EXERCISE INPUTS
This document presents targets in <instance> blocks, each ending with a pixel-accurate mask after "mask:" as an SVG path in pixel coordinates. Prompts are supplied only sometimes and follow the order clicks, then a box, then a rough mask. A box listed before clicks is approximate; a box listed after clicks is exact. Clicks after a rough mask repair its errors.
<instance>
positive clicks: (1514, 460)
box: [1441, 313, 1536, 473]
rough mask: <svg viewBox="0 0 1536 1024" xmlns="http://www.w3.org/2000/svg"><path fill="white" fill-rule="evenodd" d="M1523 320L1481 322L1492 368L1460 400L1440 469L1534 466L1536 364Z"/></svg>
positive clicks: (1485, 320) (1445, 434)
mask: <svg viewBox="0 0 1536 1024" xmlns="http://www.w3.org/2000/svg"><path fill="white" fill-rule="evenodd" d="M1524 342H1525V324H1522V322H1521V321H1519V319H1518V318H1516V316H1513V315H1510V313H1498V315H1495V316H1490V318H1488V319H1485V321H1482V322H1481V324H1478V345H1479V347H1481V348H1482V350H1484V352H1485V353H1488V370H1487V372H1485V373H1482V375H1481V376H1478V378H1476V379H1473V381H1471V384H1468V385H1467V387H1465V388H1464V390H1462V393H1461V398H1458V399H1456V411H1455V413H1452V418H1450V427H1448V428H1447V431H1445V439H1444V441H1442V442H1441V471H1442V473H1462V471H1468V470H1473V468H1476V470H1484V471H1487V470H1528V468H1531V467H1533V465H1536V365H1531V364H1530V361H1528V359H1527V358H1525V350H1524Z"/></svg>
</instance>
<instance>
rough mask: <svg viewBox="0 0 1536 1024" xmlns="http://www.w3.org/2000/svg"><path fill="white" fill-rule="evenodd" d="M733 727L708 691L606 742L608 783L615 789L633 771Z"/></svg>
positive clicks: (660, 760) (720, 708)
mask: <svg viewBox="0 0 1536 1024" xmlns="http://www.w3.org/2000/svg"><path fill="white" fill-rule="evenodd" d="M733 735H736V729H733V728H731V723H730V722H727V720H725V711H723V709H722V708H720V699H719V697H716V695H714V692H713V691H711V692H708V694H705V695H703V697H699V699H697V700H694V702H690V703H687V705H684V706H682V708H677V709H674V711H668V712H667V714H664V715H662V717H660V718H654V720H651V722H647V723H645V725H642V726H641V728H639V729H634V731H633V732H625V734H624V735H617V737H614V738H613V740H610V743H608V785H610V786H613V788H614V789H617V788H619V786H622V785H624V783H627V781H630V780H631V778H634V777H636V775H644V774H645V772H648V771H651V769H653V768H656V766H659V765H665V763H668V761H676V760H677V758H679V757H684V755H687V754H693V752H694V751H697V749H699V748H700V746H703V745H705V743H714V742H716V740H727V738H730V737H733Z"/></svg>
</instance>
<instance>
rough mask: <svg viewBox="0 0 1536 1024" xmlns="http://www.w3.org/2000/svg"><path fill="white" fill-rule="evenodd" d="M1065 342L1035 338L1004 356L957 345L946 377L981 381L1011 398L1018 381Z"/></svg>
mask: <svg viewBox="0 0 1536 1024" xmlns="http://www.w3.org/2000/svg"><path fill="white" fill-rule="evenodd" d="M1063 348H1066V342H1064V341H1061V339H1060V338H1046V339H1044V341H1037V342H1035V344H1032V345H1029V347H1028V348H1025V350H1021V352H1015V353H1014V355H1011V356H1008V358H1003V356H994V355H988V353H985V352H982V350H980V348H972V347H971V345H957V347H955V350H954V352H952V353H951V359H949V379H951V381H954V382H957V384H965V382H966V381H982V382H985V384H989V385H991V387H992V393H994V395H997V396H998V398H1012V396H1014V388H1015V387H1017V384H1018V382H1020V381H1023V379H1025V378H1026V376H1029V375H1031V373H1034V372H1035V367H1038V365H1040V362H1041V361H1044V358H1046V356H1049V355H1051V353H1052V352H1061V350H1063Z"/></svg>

WHAT YOU NEED TO DO
Would you repeat all of the lines above character for character, changing nothing?

EXERCISE ANSWER
This document presents targets in <instance> blocks, each ending with a pixel-accurate mask after "mask:" as an SVG path in pixel coordinates. Prompts are supplied only sometimes and follow the order clicks, then a box, then a rough mask. A box listed before clicks is approximate; a box listed after clicks is exact. Clicks after a rough mask repair its errors.
<instance>
positive clicks: (1514, 460)
box: [1441, 313, 1536, 473]
rough mask: <svg viewBox="0 0 1536 1024" xmlns="http://www.w3.org/2000/svg"><path fill="white" fill-rule="evenodd" d="M1523 320L1481 322L1492 368L1460 400L1440 469L1534 466L1536 364Z"/></svg>
positive clicks: (1485, 320) (1445, 434)
mask: <svg viewBox="0 0 1536 1024" xmlns="http://www.w3.org/2000/svg"><path fill="white" fill-rule="evenodd" d="M1524 342H1525V324H1522V322H1521V321H1519V319H1518V318H1516V316H1513V315H1510V313H1498V315H1495V316H1490V318H1488V319H1485V321H1482V322H1481V324H1478V345H1479V347H1481V348H1482V350H1484V352H1485V353H1488V370H1487V372H1485V373H1482V375H1481V376H1478V378H1476V379H1473V381H1471V384H1468V385H1467V387H1465V388H1464V390H1462V393H1461V398H1458V399H1456V411H1455V413H1452V418H1450V427H1448V428H1447V431H1445V439H1444V441H1442V442H1441V471H1442V473H1462V471H1468V470H1473V468H1476V470H1484V471H1487V470H1528V468H1531V467H1533V465H1536V365H1531V364H1530V361H1528V359H1527V358H1525V350H1524Z"/></svg>
</instance>
<instance>
rough mask: <svg viewBox="0 0 1536 1024" xmlns="http://www.w3.org/2000/svg"><path fill="white" fill-rule="evenodd" d="M733 727L708 691L606 742L608 783L615 789L633 771Z"/></svg>
positive clicks: (660, 760) (720, 708)
mask: <svg viewBox="0 0 1536 1024" xmlns="http://www.w3.org/2000/svg"><path fill="white" fill-rule="evenodd" d="M733 735H736V729H733V728H731V723H730V722H727V720H725V711H723V709H722V708H720V699H719V697H716V695H714V692H713V691H711V692H708V694H705V695H703V697H699V699H697V700H694V702H690V703H687V705H684V706H682V708H677V709H674V711H668V712H667V714H664V715H662V717H660V718H654V720H651V722H647V723H645V725H642V726H641V728H639V729H634V731H633V732H625V734H624V735H617V737H614V738H613V740H610V743H608V785H610V786H613V788H614V789H617V788H619V786H622V785H624V783H627V781H630V780H631V778H634V777H636V775H644V774H645V772H648V771H651V769H653V768H656V766H659V765H665V763H668V761H676V760H677V758H679V757H684V755H687V754H693V752H694V751H697V749H699V748H700V746H703V745H705V743H714V742H716V740H727V738H730V737H733Z"/></svg>
</instance>
<instance>
rough mask: <svg viewBox="0 0 1536 1024" xmlns="http://www.w3.org/2000/svg"><path fill="white" fill-rule="evenodd" d="M1065 342L1035 338L1004 356L957 345L946 377L981 381L1011 398L1018 381Z"/></svg>
mask: <svg viewBox="0 0 1536 1024" xmlns="http://www.w3.org/2000/svg"><path fill="white" fill-rule="evenodd" d="M1063 348H1066V342H1064V341H1061V339H1060V338H1046V339H1044V341H1037V342H1035V344H1032V345H1029V347H1028V348H1025V350H1021V352H1015V353H1014V355H1011V356H1008V358H1003V356H994V355H988V353H985V352H982V350H980V348H972V347H971V345H957V347H955V350H954V352H952V353H951V359H949V379H951V381H954V382H957V384H965V382H966V381H982V382H985V384H989V385H991V387H992V393H994V395H997V396H998V398H1012V396H1014V388H1015V387H1017V384H1018V382H1020V381H1023V379H1025V378H1026V376H1029V375H1031V373H1034V372H1035V367H1038V365H1040V362H1041V361H1044V358H1046V356H1049V355H1051V353H1052V352H1061V350H1063Z"/></svg>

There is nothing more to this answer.